■ **TEXT SHOWN**:
Your Skirt Steak Deserves An Enhanced Herby Crust

Is your favorite skirt actually a type of steak rather than a garment that hangs in your closet? If so, you might want to show it a little love by finding just the right recipe. While skirt steak is the original fajita meat, this cut of beef lends itself to other types of preparation, as well. One such presentation is developer Hayley MacLean's herby skirt steak recipe.

The mixture that's used to coat the steak before it cooks includes three different green herbs: basil, parsley, and mint. While MacLean does not specify the type of mint, spearmint is more commonly used in recipes of this kind as it's free of menthol— peppermint would tend to overwhelm the herb blend, making it far too minty. In addition to the herbs, the crust is flavored with garlic, shallots, crushed red pepper, and lemon juice, while some olive oil helps all of these ingredients to stick to the steak. Once all of these ingredients are combined, they are divided into two portions, one of which is used as a marinade for the skirt steak while the other is set aside for later use as a sauce.

You can cook the steak in several different ways

When your skirt steak has sat in the herb mixture for at least two hours, it's ready to cook. MacLean uses a grill for hers and notes that you'll need to "brush the excess marinade off of the steak to keep it from burning." Not all of the marinade, however, since you still want enough herby mixture adhering to the meat to make a nice crust. As an alternative to grilling, MacLean suggests pan-searing, but you could also broil the steak because both are typical methods for cooking this cut.

(Records from a collection)
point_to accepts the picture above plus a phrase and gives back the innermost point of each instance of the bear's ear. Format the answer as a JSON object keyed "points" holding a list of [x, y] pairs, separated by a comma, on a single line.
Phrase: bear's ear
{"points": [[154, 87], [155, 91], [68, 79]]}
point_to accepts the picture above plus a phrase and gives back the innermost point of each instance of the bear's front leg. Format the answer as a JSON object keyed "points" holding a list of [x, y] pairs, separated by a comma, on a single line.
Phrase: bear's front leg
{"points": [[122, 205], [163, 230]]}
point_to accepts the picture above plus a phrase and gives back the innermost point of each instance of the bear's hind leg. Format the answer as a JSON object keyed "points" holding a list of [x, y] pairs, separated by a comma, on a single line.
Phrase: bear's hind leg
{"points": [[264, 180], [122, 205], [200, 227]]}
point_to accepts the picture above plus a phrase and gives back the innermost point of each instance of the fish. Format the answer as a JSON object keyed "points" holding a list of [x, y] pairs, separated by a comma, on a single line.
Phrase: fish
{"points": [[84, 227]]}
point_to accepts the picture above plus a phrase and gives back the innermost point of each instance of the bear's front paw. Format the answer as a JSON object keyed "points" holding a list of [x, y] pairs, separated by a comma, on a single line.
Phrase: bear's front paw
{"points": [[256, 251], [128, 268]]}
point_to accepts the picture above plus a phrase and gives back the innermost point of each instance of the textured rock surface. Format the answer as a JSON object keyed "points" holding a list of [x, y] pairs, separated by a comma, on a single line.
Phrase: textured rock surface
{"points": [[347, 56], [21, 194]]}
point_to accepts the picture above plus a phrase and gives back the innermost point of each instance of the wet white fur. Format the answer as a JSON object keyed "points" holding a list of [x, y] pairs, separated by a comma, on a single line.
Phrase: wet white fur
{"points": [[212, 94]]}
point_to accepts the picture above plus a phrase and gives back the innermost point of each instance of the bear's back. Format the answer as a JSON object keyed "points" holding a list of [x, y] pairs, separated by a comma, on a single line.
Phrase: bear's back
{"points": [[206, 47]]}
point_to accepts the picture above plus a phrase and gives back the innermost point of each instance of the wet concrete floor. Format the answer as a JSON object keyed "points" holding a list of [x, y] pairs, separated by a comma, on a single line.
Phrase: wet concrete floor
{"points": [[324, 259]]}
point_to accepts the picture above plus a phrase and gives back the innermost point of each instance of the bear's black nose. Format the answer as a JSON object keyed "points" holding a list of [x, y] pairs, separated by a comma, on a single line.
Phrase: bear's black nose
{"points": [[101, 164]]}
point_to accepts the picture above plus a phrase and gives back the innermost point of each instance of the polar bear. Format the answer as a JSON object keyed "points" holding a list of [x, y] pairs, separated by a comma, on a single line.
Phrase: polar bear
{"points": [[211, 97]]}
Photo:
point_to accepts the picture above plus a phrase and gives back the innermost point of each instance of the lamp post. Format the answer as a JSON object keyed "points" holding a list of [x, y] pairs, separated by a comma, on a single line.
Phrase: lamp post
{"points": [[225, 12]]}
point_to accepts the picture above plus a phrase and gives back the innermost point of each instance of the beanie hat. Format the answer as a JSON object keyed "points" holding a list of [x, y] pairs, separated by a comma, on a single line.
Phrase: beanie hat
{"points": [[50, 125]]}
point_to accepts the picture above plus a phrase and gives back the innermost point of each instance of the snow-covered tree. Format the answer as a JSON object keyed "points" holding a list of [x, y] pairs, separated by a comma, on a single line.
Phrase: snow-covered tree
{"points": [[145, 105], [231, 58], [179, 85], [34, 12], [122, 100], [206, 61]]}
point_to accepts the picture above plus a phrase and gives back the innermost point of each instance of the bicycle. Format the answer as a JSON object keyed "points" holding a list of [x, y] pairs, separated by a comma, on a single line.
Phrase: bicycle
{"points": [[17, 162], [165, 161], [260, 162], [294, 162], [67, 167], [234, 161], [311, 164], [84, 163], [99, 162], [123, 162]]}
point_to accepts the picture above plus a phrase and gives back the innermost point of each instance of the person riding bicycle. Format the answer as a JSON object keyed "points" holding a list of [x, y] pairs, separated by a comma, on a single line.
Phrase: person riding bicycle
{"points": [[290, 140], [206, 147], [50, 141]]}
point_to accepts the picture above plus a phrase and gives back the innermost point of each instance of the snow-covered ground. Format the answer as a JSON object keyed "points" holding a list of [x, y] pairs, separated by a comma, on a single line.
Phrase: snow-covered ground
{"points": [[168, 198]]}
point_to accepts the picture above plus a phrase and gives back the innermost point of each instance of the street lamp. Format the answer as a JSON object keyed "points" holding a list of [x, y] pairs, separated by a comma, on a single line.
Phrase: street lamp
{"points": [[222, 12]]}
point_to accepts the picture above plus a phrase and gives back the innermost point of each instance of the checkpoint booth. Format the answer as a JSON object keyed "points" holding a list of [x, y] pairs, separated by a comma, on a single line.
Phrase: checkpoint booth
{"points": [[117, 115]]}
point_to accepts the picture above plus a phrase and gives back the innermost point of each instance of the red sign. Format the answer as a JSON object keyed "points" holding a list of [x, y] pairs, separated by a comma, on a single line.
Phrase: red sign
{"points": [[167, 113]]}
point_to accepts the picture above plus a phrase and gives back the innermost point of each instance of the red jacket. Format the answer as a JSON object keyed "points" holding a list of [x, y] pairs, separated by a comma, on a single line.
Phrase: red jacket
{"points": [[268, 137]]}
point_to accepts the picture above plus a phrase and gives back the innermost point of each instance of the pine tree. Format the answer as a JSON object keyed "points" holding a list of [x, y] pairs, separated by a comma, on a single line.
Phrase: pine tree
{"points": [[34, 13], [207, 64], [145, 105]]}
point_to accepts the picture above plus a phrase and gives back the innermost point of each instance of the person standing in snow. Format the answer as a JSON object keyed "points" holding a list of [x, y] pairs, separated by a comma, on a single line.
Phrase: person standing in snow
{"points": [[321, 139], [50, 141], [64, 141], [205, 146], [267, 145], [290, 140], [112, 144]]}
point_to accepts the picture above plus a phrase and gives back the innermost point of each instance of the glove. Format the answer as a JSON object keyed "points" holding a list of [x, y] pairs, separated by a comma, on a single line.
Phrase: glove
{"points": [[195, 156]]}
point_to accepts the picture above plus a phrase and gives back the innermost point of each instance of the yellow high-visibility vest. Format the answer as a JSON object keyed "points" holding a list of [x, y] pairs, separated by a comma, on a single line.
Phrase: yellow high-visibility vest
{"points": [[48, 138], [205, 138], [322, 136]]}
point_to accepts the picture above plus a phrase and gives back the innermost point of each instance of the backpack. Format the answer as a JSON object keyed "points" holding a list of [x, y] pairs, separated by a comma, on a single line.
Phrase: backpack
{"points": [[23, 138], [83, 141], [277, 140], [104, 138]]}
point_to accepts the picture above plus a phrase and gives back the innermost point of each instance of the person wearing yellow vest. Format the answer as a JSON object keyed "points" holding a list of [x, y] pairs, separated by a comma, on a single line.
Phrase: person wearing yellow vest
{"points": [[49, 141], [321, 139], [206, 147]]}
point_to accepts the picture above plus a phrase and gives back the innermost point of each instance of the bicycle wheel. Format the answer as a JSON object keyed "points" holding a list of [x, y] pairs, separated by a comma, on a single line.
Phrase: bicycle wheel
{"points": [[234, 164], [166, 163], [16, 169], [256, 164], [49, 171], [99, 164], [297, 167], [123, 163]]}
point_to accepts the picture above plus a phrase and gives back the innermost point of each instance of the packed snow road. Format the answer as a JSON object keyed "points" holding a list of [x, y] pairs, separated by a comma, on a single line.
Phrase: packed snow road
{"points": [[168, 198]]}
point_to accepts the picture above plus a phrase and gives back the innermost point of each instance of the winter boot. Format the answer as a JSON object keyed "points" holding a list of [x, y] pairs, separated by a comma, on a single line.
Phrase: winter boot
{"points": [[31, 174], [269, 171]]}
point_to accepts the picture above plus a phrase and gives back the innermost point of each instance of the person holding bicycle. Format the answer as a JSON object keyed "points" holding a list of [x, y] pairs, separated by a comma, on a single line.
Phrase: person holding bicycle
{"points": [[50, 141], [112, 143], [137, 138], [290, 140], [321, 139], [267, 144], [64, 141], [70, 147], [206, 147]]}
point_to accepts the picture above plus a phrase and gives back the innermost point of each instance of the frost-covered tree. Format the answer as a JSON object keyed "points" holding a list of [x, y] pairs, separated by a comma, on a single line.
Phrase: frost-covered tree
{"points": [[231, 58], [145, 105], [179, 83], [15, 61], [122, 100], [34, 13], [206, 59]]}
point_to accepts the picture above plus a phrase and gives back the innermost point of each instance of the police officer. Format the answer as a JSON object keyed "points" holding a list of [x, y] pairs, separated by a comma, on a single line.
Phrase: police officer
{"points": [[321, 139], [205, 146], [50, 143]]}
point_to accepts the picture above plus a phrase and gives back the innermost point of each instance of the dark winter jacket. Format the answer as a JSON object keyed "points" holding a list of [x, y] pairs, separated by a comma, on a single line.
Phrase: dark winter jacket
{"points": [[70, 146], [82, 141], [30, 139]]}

■ **WORK TASK 1**: Could you edit the skirt steak article from "You can cook" up to and including "cooking this cut.", replacing "two hours" with "three hours"?
■ **WORK TASK 2**: Can you turn the paragraph of the skirt steak article that begins "The mixture that's used to coat the steak" into a short list that keeps its main facts?

■ **ANSWER 1**:
You can cook the steak in several different ways

When your skirt steak has sat in the herb mixture for at least three hours, it's ready to cook. MacLean uses a grill for hers and notes that you'll need to "brush the excess marinade off of the steak to keep it from burning." Not all of the marinade, however, since you still want enough herby mixture adhering to the meat to make a nice crust. As an alternative to grilling, MacLean suggests pan-searing, but you could also broil the steak because both are typical methods for cooking this cut.

■ **ANSWER 2**:
- The coating uses three green herbs: basil, parsley, and mint.
- MacLean doesn't specify the mint. Spearmint is more common in such recipes because it's free of menthol. Peppermint would make the blend far too minty.
- Garlic, shallots, crushed red pepper, and lemon juice also flavor the crust.
- Olive oil helps the ingredients stick to the steak.
- The combined mixture is split in two: one portion marinates the steak, and the other is set aside to serve as a sauce.